# What to work on:
Rewrite the data with each "In this photo" swapped for "In this image", keeping everything else unchanged. Leave the pictures out of your answer.
■ ■ ■
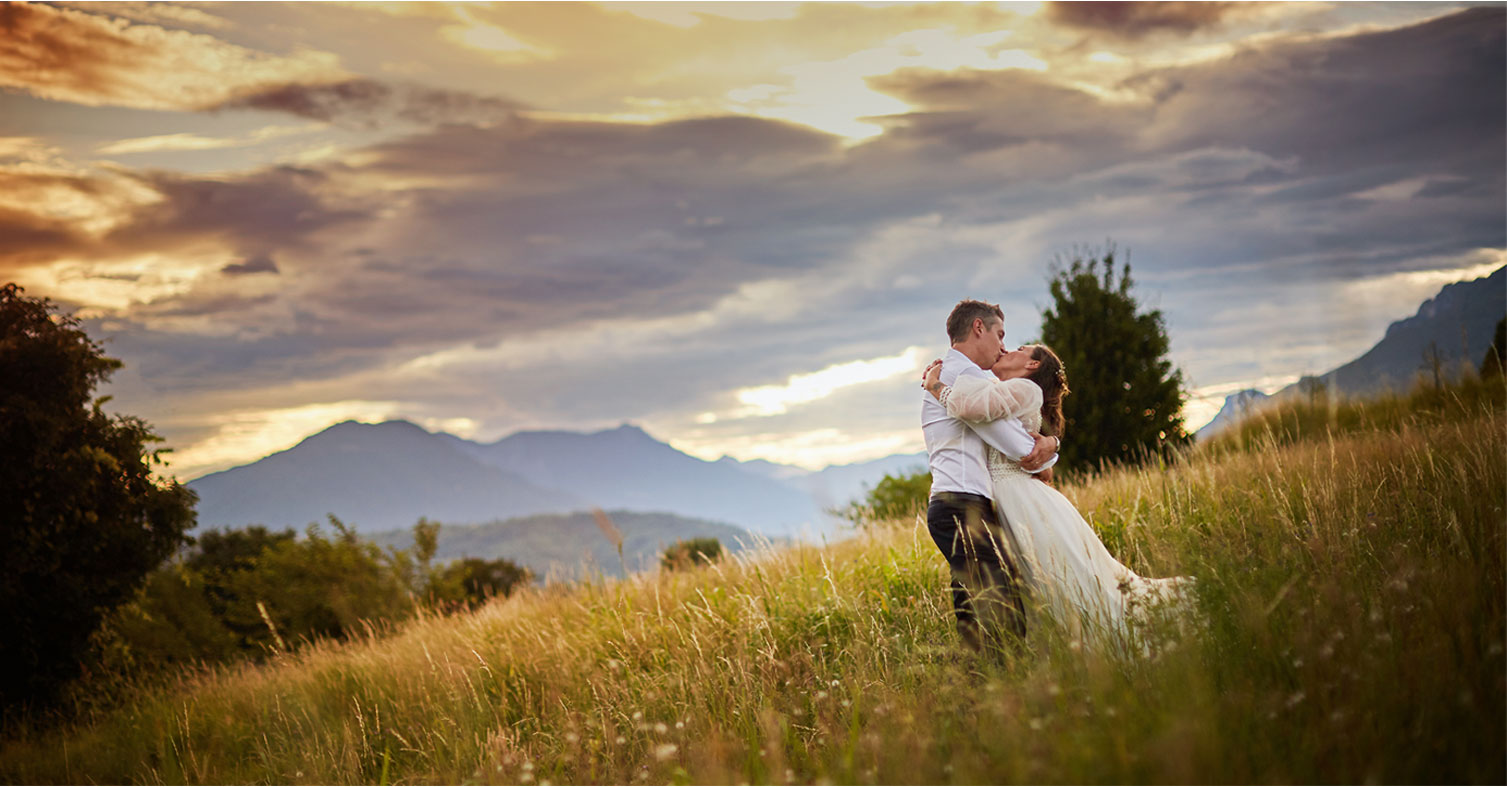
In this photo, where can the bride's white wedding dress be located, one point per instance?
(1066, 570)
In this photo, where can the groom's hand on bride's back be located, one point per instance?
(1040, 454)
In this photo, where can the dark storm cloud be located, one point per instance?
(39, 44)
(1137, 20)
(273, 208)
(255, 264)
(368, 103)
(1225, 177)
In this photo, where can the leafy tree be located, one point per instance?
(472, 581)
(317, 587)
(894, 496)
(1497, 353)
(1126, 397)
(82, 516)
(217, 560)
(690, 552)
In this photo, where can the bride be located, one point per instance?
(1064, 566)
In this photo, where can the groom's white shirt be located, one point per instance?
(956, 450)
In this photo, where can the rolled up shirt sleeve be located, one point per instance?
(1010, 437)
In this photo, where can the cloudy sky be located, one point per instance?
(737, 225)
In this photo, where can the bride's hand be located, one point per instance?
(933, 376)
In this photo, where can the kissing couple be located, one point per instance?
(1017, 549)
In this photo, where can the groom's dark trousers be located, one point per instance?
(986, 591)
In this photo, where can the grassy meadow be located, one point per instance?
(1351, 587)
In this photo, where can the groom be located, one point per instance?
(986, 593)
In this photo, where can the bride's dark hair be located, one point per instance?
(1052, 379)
■ ■ ■
# Answer to the task:
In this image, where can the bride's white wedding dress be located, one point per instance?
(1066, 570)
In this image, where can the groom's hand on bride's back be located, one point per instance?
(1040, 454)
In this image, where can the dark storm cloud be located, one point per instance?
(39, 44)
(1137, 20)
(273, 208)
(255, 264)
(368, 103)
(1225, 177)
In this image, where can the leafy tree be located, one point per instance?
(472, 581)
(317, 587)
(894, 496)
(1497, 353)
(1126, 397)
(82, 516)
(217, 560)
(690, 552)
In this image, where can the bride be located, one point per instance?
(1064, 566)
In this image, where can the groom's white shirt be located, one point per instance?
(956, 450)
In this image, where can the rolled up shirt sleeve be located, one point per instance?
(1010, 437)
In this image, where can the cloudy sky be located, one point per instance?
(737, 225)
In this image, where can the bride's hand be located, one point per instance?
(933, 376)
In this image, where can the kissing couple be located, one point per instance?
(1017, 549)
In this image, where can the groom's dark trousers be located, one point per instance?
(986, 591)
In this image, where can the grassy meadow be located, one point per instance?
(1351, 587)
In this image, where can the groom be located, one point per instance?
(986, 593)
In this image, where can the bride's dark hair be located, one point per instance?
(1052, 379)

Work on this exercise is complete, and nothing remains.